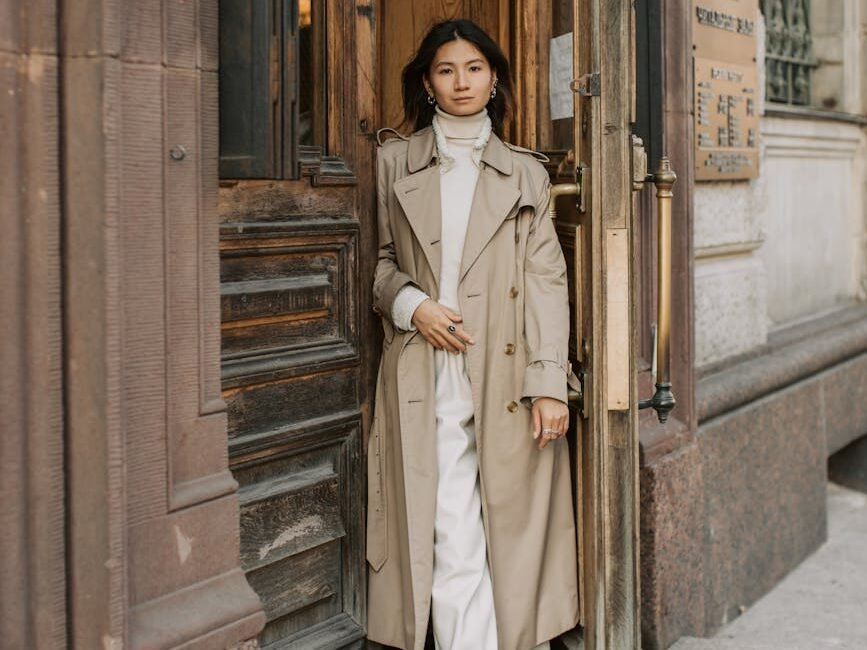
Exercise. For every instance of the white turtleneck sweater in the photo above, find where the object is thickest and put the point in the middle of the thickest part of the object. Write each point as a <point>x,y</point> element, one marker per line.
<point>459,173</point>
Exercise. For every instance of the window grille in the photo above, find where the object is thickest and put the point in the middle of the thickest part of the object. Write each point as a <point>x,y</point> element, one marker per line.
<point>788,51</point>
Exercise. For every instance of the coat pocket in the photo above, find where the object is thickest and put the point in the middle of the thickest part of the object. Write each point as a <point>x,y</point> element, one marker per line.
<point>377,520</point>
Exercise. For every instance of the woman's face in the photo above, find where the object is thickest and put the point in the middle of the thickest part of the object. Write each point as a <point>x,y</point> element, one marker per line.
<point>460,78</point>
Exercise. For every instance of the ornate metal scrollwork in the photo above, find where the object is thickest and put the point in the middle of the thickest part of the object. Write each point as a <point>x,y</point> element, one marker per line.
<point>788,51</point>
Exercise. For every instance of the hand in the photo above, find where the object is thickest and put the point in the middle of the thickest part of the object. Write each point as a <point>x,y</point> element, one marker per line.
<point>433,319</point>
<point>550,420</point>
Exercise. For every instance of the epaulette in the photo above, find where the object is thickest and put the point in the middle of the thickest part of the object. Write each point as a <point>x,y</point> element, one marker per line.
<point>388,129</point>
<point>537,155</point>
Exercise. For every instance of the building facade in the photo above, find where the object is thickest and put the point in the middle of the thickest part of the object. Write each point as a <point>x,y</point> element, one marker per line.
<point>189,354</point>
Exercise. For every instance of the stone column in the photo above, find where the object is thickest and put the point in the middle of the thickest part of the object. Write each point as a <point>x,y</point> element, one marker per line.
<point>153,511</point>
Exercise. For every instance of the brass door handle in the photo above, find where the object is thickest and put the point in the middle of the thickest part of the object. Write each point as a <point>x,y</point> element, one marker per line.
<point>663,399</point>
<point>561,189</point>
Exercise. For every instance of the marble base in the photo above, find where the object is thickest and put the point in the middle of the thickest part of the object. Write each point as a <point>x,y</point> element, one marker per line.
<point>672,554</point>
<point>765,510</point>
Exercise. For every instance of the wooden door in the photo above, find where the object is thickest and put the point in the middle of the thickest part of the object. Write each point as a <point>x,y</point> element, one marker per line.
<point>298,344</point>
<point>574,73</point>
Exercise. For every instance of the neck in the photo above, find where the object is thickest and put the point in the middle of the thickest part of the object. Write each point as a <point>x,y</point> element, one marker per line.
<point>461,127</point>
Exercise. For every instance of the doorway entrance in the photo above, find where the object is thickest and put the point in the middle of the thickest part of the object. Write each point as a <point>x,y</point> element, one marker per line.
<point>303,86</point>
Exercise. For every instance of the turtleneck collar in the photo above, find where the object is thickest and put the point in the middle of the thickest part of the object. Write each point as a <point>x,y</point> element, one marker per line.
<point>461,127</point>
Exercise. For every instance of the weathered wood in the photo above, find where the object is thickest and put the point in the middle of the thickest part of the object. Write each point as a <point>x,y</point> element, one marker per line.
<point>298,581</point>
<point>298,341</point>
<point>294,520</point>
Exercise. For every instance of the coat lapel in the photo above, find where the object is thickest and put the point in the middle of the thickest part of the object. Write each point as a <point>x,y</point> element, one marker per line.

▬▬▬

* _TRY IT_
Drop the pictures and reproduce the rest of the data above exactly.

* _EXPECTED OUTPUT_
Exercise. For every instance of the white turtleneck sweater in the photo above, find where the object is thickest and put the point in the middle of the thickest part of the object. Write each point as a <point>x,y</point> element, one marker per line.
<point>459,173</point>
Exercise. For every instance of the window grille in the photo above, find where the object is thickest and put the point in the middle of the thickest part of the object. Write each point as a <point>x,y</point> element, one marker per line.
<point>788,51</point>
Exercise. For every instance of the coat pocket in the photo above, find where the object is thickest and put the point in the middle of the thickest part of the object. Write each point as a <point>x,y</point> element, one marker per line.
<point>377,520</point>
Exercise. For every instance of the woman's face in the photo above, find where the object is thickest and put the point in the middle of the thickest part of the object. Write each point as a <point>x,y</point> element, one marker per line.
<point>460,78</point>
Exercise. For every instance of the ornate metal scrollwork in the photo above, find where the object is thickest and put the point in the middle of the thickest part of the object. Write each point as a <point>x,y</point> element, one marker per line.
<point>788,51</point>
Exercise. For every instance of the hand in the photo above, find where the object is thickest and put the point in the middle of the thickest part of the object. Write each point as a <point>x,y</point> element, one marker per line.
<point>433,319</point>
<point>550,420</point>
Exercise. For every instance of the epaulette in the photo above, find where the object is thickest and put the point in the middle of the thickest part of the object. Write each point as a <point>x,y</point> element, one marker per line.
<point>388,129</point>
<point>537,155</point>
Exercise. For every instance of the building facade in the photo above, find where the object is thickest and put the point in the middle of the thickest part of the object. Write each point as a <point>x,y</point> element, one marker per line.
<point>189,354</point>
Exercise. For every instance of the stone column in the photo above, find where the object is thickest and put the point in the middle of the thickest part of the object. Write each point as a <point>x,y</point> element, one marker per line.
<point>153,511</point>
Exercise. For every instance of the brass door handle in the photo above, find where the object is thickest and put the point in the middle of the thickest part of the object. Write each point as a <point>x,y</point> element, one marker per line.
<point>663,399</point>
<point>561,189</point>
Exercise. For every instance of the marble base in the photo above, find where the object is thickest and put the point in the middle of the thickest part of the object. Write each point as a <point>x,y</point> element, one marker per line.
<point>672,554</point>
<point>765,510</point>
Exercise. For every instance of the wooden door in the photo above, find where the object is thickest and put the point in the middle of the thickest part of the object. Write each point as a <point>x,y</point> element, one marker per line.
<point>298,344</point>
<point>574,73</point>
Exercise. For every instance of the neck in the photo above, find where the object is thickest and put the point in the middle of the thickest part of the object. Write each point as a <point>x,y</point> element, one marker per line.
<point>461,127</point>
Exercise. For every instance of the doorway entrance in the photo above, find where the object is thickest and put the point in the middle of the thickest part of the object. Write each point as a <point>x,y</point> element, one marker per line.
<point>303,86</point>
Exercise. For every instance of the turtleneck collar in the photo above, find where the object is thickest and put the point in the middle of the thickest part of the object. Write each point as a <point>x,y</point> element, one marker per line.
<point>461,127</point>
Exercise. For every instance of the weathered wood in the photo above, find where the object is thickest and put the point in the middle of the thickest part of the object. Write each point as a <point>x,y</point> element, one marker per line.
<point>298,581</point>
<point>298,341</point>
<point>294,520</point>
Exercise. For every instance of the coat lapel in the photo above, find where the object is thickest and put the point in the middle of the thickest part of the object. Write each point as a <point>x,y</point> element, one marker per line.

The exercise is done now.